Start of PASSAGE SHOWN

4th President of Galmudug
- In office 23 July 2015 – 26 February 2017
- Preceded by: Abdi Hasan Awale Qeybdiid
- Succeeded by: Ahmed Duale Gelle

Personal details
- Born: 1966 (age 59–60) Beledweyne, Somalia
- Party: Peace and Development Party Damujadid party known as xisbiga nabadda.

= Abdikarim Hussein Guled =

Minister of National Security of Somalia

Abdikarim Hussein Guled (Cabdikariim Xuseen Guuleed, عبد الكريم حسين جوليد; born 1966) is a Somali politician. He previously served as Minister of Interior and Minister of National Security of Somalia. On 4 July 2015 he was elected as the 4th president of Galmudug State of Somalia.

== Biography ==
=== Early years ===
Guled was born in 1966 in the town of Beledweyne, situated in the central Hiran region of Somalia to parents who hailed from Galmudug state of Somalia. He is a schoolteacher by profession.

=== Education ===
Guled is a graduate from the Department of Management at the University of Science and Technology in Yemen.

=== Career ===
From 4 November 2012 to 17 January 2014, he served as the Minister of Interior and Security of Somalia under Prime Minister Abdi Farah Shirdon. Guled's term ended when new Prime Minister Abdiweli Sheikh Ahmed named him the Minister of the newly formed Ministry of National Security.

End of PASSAGE SHOWN
Start of SUPPLIED MATERIAL

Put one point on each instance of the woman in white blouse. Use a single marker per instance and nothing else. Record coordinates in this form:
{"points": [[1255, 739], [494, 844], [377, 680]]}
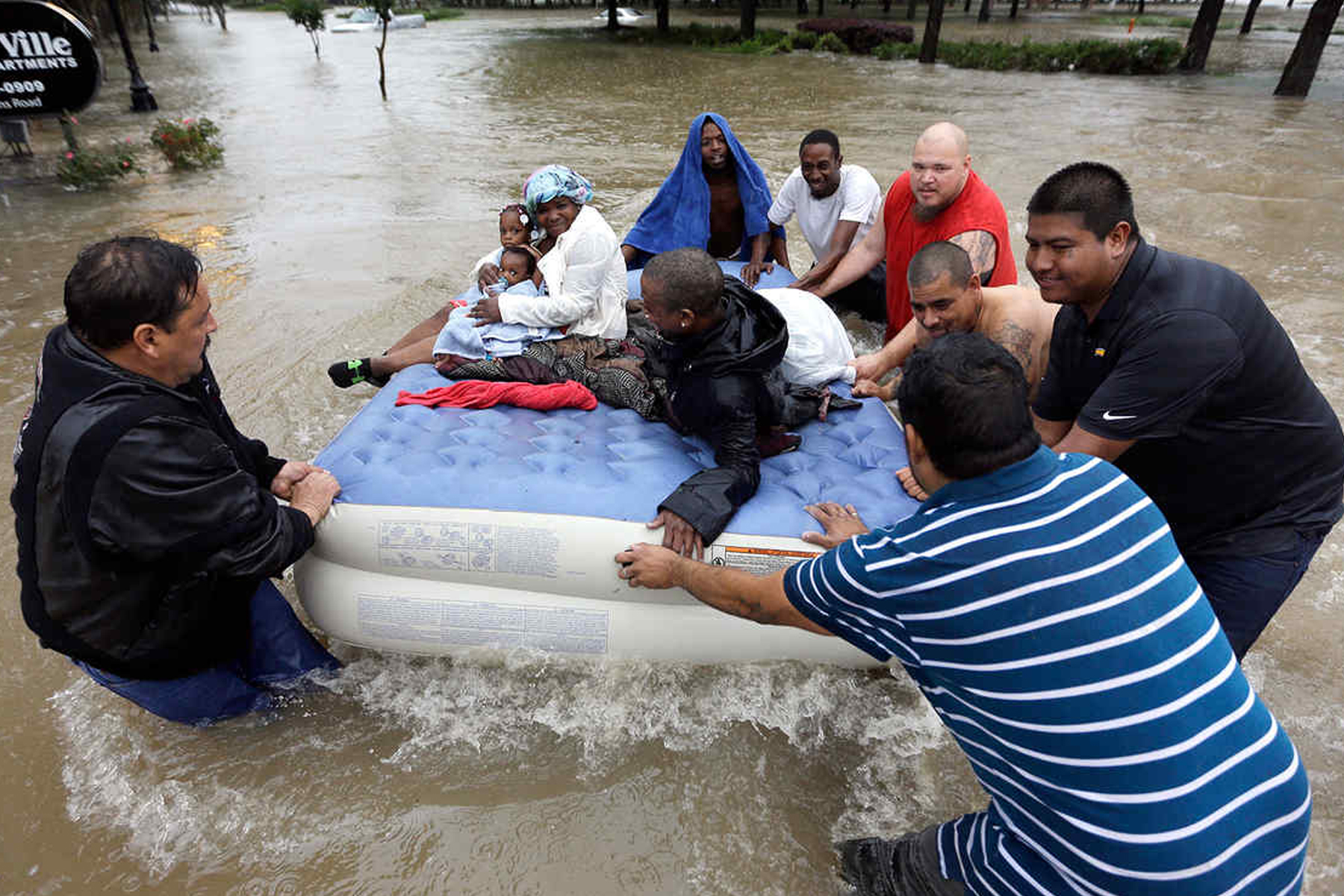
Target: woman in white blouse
{"points": [[584, 276], [581, 264]]}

End of SUPPLIED MATERIAL

**WORK TO BE COMPLETED**
Can you carry on the biography of Abdikarim Hussein Guled, starting right after its last sentence?

**RESULT FOR THIS EXERCISE**
On 24 May 2014, Guled resigned as National Security Minister following an attack by the Al-Shabaab militant group on the parliamentary building in Mogadishu. Prime Minister Abdiweli Sheikh Ahmed approved Guled's resignation letter and was expected to appoint a new minister to the position, on 4 July 2015. On 9 July 2014, Khalif Ahmed Ereg was appointed Minister of National Security of Somalia by Prime Minister Abdiweli Sheikh Ahmed.

Guled defeated Ahmed Mo'alim Fiqi and was elected the president of the Galmudug region.

== Peace Treaty ==
On 2 December 2015, Guled cosigned the Gaalkacyo Agreement with the President of Puntland Abdiweli Mohamed Ali. Although in this agreement, both presidents agreed to a ceasefire and the withdrawal of military troops, the conflict in Galkacyo continued onwards, as of October 2016.